__WHAT IS NEEDED__: Convert the material below, from its first line through the line containing "point(500, 271)" (both included), into a Markdown table with columns Row and Text, numbering each line and omitting blank lines.

++++ DATA ROWS

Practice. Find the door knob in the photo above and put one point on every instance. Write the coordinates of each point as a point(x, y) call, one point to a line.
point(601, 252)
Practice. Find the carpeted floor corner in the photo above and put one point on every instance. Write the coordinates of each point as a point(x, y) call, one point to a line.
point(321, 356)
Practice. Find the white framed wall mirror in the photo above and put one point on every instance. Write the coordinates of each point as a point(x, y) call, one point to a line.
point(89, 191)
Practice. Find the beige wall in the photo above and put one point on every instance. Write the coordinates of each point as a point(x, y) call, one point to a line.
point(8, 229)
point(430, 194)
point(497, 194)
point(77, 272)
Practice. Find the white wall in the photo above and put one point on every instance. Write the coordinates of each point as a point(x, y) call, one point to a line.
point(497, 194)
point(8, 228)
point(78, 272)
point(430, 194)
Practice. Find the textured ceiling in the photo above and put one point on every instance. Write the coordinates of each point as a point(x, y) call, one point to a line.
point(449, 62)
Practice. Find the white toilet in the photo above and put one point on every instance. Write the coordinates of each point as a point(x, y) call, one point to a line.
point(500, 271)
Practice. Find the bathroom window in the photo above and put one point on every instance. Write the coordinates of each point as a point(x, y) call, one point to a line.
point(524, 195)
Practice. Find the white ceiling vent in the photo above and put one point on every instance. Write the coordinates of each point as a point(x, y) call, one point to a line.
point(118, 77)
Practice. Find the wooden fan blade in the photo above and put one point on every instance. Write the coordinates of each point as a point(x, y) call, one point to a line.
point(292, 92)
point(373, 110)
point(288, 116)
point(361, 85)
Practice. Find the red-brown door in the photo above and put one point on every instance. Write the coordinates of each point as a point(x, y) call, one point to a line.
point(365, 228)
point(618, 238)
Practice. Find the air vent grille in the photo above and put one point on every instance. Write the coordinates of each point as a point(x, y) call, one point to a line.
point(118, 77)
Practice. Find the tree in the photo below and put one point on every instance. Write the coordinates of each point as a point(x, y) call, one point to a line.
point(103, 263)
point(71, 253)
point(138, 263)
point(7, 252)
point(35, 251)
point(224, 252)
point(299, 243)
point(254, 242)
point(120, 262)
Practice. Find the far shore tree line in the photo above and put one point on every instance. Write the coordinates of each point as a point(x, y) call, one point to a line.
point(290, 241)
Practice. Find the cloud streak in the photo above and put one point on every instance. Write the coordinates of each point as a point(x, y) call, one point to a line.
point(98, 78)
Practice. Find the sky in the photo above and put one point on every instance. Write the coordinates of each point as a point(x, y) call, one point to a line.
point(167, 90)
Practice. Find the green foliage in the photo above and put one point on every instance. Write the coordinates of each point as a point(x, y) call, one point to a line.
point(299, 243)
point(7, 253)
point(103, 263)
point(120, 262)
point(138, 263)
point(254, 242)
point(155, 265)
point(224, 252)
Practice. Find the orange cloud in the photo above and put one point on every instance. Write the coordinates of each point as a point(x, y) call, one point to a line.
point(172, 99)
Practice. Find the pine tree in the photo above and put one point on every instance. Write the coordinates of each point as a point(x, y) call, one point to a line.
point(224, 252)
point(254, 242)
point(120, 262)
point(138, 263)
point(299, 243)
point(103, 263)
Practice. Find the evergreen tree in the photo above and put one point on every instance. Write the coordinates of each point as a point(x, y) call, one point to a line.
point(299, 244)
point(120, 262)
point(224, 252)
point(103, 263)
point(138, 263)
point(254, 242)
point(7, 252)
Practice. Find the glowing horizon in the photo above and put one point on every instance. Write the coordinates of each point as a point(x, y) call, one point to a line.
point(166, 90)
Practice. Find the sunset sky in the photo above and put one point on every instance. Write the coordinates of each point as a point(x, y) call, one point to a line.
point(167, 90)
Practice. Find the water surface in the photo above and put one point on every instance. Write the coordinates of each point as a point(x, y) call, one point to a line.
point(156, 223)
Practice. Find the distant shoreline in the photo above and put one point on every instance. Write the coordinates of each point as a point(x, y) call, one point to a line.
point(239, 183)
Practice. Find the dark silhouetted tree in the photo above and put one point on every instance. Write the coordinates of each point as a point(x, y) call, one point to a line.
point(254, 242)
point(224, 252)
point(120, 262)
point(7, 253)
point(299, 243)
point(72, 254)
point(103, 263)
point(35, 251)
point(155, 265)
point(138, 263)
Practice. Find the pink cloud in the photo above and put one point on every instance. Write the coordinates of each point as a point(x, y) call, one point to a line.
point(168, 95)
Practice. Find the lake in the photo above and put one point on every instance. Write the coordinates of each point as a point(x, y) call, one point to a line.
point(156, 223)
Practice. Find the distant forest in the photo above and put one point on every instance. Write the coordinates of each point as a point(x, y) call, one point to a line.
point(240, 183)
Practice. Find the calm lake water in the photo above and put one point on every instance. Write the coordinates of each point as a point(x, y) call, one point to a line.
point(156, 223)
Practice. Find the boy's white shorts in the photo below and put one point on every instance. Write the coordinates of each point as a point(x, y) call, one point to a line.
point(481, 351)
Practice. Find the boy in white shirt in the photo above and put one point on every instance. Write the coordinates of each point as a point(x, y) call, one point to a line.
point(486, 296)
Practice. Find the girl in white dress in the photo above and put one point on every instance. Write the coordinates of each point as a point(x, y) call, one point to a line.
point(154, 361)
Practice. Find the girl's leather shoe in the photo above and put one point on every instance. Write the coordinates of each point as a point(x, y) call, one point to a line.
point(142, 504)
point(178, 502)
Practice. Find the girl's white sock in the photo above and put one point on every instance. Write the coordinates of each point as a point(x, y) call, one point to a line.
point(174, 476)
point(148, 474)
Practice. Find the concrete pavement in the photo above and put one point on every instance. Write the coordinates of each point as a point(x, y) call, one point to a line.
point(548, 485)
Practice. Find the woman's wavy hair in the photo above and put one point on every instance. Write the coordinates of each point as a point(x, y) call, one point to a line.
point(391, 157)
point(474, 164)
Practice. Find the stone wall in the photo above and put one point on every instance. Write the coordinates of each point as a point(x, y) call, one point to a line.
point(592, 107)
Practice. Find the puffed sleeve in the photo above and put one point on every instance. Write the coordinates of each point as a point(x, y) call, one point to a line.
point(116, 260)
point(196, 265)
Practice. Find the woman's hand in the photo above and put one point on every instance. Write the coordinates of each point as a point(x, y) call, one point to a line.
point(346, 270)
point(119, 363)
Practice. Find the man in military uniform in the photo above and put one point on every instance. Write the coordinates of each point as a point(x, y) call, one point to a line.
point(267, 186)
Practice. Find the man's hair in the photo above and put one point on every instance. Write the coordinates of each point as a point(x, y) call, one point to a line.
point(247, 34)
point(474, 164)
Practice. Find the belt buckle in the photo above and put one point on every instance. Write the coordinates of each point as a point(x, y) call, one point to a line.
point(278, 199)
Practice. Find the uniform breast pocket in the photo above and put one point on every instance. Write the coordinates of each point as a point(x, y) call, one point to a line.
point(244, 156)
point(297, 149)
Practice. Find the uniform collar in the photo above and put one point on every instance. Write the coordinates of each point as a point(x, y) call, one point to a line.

++++++++

__EXERCISE RESULT__:
| Row | Text |
|---|---|
| 1 | Practice. Find the door knob in the photo above and put one point on every instance. Write the coordinates of each point as a point(x, y) call, one point to a line. |
| 2 | point(601, 252) |
| 3 | Practice. Find the carpeted floor corner in the photo above and put one point on every instance. Write the coordinates of each point as a point(x, y) call, one point to a line. |
| 4 | point(321, 356) |
| 5 | Practice. Find the white framed wall mirror in the photo above and put one point on every instance. Write the coordinates of each point as a point(x, y) call, one point to a line. |
| 6 | point(89, 191) |
| 7 | Practice. Find the beige wall in the photo above and put one point on every instance. Write the coordinates of each point as a point(x, y) call, one point to a line. |
| 8 | point(8, 229) |
| 9 | point(430, 194) |
| 10 | point(497, 194) |
| 11 | point(77, 272) |
| 12 | Practice. Find the white wall in the photo above and put one point on every instance. Write the coordinates of each point as a point(x, y) call, one point to a line. |
| 13 | point(497, 194) |
| 14 | point(8, 228) |
| 15 | point(78, 272) |
| 16 | point(430, 194) |
| 17 | Practice. Find the textured ceiling in the photo above and put one point on every instance. Write the coordinates of each point as a point(x, y) call, one point to a line. |
| 18 | point(449, 62) |
| 19 | Practice. Find the white toilet in the photo above and put one point on every instance. Write the coordinates of each point as a point(x, y) call, one point to a line. |
| 20 | point(500, 271) |